__Exercise task__
Write out every line of the records below verbatim, without altering any character.

Excerpt from the dataset:
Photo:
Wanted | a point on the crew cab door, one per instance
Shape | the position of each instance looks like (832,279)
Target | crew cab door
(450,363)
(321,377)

__Result of the exercise__
Photo:
Wanted | a point on the crew cab door, one per instance
Shape | the position of each instance looks like (832,279)
Target | crew cab door
(450,363)
(321,377)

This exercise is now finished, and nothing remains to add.